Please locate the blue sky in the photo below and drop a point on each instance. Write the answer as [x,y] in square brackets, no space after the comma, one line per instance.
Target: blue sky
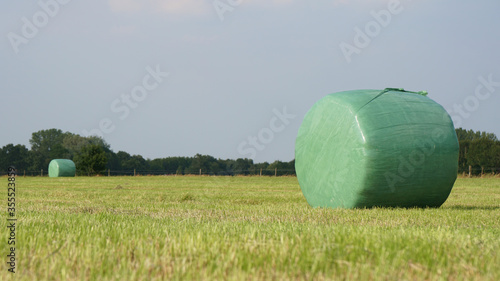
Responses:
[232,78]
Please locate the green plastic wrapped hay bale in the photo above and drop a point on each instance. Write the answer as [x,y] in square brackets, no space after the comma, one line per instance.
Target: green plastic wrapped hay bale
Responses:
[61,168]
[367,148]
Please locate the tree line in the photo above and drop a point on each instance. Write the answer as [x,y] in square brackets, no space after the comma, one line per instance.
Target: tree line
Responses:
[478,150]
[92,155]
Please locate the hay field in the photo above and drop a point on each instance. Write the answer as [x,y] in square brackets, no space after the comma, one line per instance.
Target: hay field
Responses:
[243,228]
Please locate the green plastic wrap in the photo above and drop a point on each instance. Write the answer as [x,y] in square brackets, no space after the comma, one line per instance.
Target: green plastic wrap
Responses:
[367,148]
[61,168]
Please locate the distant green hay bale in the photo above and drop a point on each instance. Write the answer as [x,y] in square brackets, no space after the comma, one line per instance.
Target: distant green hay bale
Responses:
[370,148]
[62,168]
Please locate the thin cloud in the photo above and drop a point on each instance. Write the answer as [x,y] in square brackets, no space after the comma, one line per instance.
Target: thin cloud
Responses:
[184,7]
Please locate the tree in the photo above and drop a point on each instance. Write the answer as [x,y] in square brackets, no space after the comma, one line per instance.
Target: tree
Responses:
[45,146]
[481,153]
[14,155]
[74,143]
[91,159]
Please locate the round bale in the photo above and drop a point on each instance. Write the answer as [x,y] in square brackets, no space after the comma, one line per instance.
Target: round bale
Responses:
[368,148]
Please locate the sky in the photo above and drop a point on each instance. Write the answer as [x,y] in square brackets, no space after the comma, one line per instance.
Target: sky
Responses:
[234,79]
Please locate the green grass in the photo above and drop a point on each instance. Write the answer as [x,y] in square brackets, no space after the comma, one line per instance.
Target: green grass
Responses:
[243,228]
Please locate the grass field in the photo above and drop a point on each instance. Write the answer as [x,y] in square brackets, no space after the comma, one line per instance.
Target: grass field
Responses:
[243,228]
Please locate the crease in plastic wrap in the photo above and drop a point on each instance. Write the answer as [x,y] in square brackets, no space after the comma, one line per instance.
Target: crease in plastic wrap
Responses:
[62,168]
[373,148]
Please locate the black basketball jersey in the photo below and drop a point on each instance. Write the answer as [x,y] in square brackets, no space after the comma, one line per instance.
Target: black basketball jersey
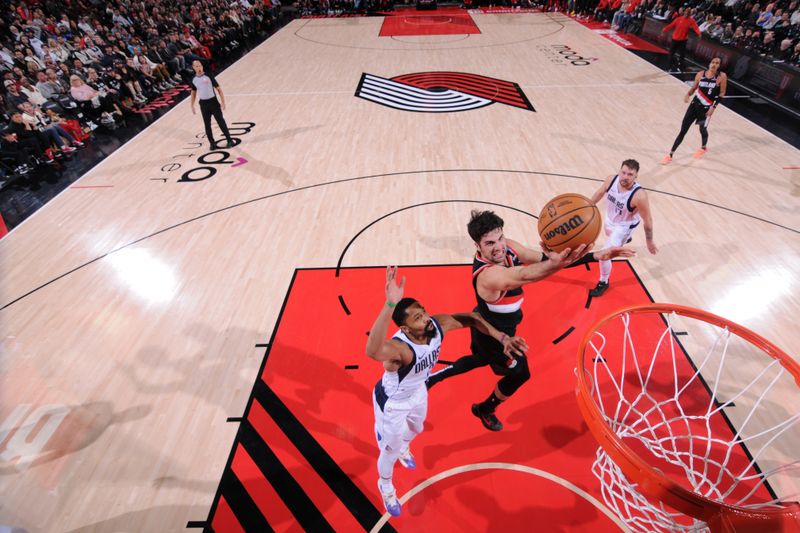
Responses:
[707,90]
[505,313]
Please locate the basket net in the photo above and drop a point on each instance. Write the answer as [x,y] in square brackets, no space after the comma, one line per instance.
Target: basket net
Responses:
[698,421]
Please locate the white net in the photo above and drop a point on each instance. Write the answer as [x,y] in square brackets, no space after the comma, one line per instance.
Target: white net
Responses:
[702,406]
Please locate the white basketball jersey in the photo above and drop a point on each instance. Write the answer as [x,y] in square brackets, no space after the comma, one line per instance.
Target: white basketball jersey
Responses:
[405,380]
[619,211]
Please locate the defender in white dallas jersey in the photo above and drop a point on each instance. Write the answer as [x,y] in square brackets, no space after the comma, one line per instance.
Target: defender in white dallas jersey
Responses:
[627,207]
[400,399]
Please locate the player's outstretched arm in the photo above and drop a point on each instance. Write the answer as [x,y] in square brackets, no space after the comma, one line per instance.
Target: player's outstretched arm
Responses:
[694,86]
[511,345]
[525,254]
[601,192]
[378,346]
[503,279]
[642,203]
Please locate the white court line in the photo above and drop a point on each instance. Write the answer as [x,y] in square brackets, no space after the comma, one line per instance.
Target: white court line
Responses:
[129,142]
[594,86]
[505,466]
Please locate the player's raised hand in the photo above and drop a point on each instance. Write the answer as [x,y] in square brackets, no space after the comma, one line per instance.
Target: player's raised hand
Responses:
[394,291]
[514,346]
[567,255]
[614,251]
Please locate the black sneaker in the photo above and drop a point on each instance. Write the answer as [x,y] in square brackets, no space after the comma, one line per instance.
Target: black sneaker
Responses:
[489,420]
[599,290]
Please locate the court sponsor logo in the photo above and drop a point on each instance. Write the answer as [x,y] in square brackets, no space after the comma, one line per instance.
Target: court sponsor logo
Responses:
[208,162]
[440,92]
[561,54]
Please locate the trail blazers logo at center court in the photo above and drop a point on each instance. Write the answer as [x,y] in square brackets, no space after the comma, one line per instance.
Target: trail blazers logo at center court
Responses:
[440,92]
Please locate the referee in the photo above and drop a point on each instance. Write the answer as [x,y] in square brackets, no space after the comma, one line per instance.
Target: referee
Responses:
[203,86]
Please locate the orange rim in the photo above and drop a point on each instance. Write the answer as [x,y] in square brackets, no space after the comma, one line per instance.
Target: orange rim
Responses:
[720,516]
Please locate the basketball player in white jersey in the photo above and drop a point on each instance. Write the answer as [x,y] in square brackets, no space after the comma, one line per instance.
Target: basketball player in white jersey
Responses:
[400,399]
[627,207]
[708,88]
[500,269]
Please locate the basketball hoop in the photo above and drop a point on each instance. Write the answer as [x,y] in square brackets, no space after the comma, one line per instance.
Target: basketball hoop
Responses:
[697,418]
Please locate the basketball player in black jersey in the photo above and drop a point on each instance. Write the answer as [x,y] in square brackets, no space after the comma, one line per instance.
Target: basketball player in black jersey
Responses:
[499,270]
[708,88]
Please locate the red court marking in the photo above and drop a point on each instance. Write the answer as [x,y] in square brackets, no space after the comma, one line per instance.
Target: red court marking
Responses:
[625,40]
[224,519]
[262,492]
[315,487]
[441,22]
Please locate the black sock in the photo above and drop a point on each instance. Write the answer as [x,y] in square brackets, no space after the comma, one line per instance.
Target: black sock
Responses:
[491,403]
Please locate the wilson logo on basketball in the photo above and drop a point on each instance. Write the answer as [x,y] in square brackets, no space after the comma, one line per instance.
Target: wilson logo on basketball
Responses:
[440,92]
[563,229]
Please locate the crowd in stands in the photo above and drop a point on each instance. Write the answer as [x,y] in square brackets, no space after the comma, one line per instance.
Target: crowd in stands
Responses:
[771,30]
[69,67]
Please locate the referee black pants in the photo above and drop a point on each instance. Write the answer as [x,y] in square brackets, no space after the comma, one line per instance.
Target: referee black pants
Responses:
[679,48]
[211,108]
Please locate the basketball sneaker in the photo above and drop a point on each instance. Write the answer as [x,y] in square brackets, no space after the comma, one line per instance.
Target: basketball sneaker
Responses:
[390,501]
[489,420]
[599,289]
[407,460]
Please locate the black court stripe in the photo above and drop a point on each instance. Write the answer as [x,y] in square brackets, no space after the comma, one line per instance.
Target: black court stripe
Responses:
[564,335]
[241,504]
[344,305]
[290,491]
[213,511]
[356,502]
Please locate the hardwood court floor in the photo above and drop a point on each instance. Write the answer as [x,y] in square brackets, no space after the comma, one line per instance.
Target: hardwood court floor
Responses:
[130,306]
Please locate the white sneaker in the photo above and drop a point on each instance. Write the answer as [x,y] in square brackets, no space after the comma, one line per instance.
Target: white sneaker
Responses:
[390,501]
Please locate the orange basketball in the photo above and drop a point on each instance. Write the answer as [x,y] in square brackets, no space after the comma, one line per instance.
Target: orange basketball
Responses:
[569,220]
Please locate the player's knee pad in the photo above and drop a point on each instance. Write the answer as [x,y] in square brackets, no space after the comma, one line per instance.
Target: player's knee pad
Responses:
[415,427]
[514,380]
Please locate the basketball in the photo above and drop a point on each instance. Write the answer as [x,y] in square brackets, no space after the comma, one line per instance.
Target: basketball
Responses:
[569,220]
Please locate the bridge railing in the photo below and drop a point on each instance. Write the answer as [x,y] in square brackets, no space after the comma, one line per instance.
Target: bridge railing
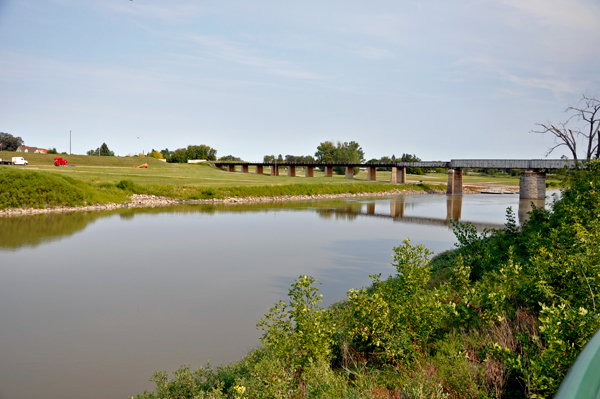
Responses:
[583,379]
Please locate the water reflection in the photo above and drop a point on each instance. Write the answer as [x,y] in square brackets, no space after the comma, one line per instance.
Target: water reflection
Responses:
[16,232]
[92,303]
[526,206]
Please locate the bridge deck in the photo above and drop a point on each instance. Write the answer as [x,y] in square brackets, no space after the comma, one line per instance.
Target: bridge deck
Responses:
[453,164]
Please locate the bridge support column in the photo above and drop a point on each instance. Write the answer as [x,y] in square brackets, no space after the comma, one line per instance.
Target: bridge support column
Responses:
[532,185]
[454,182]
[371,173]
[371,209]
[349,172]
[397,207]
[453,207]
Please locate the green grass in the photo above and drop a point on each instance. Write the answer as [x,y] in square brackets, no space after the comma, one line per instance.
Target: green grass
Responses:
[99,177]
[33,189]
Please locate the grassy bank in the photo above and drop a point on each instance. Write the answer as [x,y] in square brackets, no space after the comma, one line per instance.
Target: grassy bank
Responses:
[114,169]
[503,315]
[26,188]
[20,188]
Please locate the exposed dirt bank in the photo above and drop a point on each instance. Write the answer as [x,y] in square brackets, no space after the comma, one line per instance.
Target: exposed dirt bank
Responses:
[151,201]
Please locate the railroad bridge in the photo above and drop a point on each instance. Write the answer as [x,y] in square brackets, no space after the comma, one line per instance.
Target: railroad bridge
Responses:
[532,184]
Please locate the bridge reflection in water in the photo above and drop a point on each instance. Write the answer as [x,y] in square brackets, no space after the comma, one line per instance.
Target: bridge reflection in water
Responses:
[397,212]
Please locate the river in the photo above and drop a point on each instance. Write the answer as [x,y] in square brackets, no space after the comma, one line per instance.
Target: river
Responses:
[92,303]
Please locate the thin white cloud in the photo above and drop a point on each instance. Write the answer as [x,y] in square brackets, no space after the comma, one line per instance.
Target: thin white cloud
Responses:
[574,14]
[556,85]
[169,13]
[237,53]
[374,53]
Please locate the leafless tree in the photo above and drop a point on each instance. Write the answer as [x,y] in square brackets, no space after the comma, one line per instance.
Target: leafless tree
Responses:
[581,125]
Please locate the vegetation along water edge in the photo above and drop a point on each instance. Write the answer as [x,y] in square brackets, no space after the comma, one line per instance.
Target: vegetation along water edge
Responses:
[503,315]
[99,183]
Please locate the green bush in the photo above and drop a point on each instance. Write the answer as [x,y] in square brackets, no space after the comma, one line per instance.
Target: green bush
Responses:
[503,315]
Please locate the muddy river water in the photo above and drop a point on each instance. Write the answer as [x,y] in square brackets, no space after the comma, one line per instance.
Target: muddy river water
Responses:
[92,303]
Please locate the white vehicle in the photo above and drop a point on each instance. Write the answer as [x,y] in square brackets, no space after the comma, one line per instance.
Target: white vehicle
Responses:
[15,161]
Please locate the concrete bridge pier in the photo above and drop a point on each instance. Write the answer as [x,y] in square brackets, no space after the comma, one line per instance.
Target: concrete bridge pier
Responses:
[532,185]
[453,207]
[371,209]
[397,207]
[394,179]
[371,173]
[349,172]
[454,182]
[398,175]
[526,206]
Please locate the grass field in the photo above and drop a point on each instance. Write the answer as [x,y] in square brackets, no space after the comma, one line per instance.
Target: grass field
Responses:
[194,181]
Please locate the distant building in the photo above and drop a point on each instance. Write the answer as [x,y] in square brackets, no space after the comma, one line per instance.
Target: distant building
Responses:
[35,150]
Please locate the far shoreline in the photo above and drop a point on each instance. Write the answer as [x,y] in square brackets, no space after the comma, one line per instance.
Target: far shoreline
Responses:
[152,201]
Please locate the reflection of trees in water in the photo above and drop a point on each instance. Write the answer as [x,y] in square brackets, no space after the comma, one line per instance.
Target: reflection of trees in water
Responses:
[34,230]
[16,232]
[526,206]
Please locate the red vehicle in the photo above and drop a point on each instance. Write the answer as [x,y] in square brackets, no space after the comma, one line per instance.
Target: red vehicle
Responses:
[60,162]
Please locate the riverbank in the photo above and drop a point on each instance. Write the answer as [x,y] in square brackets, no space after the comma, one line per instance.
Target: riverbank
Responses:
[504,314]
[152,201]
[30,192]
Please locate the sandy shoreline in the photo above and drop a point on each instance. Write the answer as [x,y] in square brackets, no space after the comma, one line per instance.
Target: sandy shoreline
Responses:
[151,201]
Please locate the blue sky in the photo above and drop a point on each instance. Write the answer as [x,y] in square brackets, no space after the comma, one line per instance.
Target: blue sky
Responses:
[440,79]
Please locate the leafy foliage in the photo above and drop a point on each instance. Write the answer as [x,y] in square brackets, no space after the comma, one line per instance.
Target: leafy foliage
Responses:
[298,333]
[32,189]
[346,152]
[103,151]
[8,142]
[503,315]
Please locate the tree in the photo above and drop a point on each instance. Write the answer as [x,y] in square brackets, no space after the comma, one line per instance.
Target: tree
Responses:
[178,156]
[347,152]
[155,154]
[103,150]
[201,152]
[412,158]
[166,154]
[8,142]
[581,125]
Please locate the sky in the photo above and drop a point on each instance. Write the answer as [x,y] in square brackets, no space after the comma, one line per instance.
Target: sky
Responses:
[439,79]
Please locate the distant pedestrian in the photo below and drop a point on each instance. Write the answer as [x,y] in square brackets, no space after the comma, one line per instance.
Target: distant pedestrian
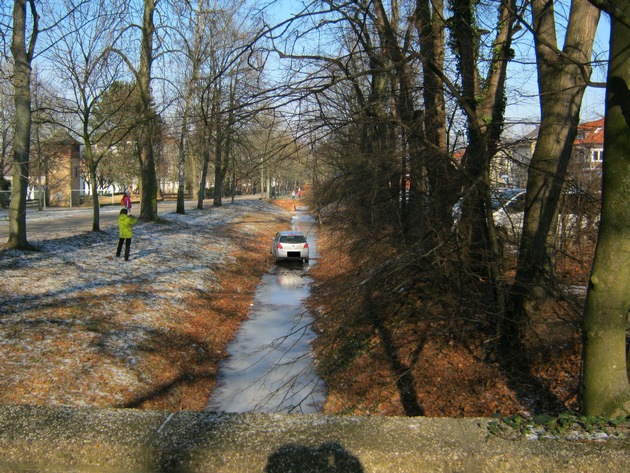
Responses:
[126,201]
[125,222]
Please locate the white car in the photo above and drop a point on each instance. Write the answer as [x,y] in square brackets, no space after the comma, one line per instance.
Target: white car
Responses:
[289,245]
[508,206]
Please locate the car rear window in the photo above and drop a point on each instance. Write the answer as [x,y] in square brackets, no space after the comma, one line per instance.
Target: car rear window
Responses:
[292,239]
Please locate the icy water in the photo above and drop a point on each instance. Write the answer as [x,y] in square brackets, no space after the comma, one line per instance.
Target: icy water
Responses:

========================

| What to do |
Reproduce, word for word, the stretch of the material from the line containing "Please locate the icy" through the end of the material.

| Worked solution |
Please locate the icy water in the photo above and drop a point on each instance. Write the answer as [x,y] in square brackets, no space after the comma, one line per instance.
Target: icy water
Responses:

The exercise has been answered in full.